*** Provided data ***

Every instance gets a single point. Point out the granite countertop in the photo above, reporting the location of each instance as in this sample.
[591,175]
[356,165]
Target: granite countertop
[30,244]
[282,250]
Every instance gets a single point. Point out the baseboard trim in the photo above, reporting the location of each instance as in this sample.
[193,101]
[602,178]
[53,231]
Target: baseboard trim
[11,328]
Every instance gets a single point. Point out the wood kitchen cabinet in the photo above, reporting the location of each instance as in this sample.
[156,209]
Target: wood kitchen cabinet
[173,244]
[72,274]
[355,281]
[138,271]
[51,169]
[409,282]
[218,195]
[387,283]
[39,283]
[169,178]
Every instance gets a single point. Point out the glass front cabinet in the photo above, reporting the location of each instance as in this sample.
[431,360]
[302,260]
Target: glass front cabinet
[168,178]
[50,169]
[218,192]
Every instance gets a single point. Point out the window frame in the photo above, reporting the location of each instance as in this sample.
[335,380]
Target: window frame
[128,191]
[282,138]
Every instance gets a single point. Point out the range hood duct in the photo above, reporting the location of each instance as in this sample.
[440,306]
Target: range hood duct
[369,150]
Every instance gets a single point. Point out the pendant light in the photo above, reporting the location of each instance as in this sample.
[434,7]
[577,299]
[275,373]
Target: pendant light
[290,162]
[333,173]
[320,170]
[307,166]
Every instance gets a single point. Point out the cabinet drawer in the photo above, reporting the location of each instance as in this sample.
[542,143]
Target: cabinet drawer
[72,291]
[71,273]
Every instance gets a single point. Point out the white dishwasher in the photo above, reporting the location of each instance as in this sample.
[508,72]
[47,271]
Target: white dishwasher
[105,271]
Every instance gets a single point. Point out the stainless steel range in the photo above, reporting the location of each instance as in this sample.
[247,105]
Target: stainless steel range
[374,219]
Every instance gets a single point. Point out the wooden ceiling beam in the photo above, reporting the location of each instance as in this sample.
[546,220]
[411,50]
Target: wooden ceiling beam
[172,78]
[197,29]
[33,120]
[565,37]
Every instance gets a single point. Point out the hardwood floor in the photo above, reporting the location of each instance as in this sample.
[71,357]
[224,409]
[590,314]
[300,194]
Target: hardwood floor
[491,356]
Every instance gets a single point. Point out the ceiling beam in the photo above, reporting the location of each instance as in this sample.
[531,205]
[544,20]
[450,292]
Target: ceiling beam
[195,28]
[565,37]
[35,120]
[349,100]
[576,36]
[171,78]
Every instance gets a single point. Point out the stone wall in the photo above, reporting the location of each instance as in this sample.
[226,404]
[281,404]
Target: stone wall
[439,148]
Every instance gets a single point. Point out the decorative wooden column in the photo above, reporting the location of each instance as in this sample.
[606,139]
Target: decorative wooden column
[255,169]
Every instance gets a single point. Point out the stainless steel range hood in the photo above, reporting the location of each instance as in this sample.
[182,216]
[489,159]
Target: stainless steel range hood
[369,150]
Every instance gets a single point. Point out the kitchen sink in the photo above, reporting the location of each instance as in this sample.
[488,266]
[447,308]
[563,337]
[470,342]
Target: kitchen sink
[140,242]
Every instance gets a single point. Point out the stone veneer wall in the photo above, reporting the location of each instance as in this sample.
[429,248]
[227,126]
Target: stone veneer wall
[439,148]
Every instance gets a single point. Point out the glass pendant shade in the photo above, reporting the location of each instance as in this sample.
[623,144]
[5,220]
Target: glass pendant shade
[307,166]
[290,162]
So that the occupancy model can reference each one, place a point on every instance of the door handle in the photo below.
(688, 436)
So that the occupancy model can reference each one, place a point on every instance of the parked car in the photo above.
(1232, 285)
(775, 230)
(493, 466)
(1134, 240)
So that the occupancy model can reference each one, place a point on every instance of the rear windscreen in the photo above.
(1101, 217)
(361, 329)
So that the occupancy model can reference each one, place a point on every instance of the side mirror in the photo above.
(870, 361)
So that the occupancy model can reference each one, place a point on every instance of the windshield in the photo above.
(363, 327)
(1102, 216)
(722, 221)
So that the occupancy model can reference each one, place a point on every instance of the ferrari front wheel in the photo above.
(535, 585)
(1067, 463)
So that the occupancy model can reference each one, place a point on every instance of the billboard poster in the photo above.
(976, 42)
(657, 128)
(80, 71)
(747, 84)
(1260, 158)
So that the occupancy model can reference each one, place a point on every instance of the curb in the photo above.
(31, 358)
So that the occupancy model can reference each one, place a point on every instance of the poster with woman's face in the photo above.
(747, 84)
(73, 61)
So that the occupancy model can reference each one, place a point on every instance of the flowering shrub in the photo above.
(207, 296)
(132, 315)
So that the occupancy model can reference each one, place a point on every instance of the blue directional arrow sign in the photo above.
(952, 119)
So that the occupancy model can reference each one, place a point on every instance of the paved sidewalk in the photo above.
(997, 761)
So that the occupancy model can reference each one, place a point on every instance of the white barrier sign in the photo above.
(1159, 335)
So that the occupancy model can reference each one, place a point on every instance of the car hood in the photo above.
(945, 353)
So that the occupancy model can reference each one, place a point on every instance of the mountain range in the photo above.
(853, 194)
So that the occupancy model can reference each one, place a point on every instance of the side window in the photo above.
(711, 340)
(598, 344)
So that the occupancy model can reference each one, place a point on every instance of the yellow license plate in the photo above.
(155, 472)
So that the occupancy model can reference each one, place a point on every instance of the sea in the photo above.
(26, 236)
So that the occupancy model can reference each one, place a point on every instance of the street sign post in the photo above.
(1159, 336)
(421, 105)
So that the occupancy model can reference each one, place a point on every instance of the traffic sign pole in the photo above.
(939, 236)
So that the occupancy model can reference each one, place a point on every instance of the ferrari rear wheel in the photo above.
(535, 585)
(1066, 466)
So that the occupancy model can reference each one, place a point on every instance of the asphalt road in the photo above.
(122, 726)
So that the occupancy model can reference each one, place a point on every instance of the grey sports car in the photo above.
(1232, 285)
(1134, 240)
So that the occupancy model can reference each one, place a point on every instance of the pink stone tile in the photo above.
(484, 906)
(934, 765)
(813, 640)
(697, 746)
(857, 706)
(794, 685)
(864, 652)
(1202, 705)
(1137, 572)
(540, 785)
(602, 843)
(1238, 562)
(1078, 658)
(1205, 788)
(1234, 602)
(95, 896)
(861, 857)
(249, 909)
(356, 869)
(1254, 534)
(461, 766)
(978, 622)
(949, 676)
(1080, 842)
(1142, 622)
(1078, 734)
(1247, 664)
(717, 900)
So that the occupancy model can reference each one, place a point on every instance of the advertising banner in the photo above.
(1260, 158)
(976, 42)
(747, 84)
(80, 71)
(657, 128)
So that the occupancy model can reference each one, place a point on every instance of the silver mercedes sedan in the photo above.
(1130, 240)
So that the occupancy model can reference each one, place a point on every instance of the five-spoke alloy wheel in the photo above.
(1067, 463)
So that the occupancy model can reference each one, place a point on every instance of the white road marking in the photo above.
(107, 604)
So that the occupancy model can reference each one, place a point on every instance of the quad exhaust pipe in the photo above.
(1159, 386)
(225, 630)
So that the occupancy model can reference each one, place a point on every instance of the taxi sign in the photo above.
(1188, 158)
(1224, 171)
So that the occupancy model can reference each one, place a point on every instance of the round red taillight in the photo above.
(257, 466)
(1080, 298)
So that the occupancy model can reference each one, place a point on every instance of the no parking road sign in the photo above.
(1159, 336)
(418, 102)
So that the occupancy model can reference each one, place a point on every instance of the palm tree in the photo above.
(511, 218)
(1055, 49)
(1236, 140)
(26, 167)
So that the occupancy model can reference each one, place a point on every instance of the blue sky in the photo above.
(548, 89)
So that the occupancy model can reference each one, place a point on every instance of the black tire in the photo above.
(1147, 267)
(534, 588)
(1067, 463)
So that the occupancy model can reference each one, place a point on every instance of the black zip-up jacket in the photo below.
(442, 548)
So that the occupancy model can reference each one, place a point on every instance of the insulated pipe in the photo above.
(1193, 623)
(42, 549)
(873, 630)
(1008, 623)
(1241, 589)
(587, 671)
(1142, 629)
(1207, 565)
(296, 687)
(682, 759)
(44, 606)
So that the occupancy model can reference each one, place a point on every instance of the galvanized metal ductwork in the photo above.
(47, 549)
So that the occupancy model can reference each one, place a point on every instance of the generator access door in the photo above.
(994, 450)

***

● Assignment
From the first line above through the line that contains "Every instance gets a single point. Point out the wood kitchen", quote each line exactly. Output nothing more.

● Problem solution
Every instance gets a single point. Point out the granite countertop in the photo above, reporting the location of each instance as in this sample.
[591,175]
[356,165]
Target: granite countertop
[30,244]
[282,250]
Every instance gets a single point. Point out the baseboard trim in the photo above, reporting the location of each instance as in this sample.
[193,101]
[602,178]
[53,231]
Target: baseboard trim
[11,328]
Every instance gets a single point. Point out the wood kitchen cabinet in the photo above, reporting the location of each instance as in this sample.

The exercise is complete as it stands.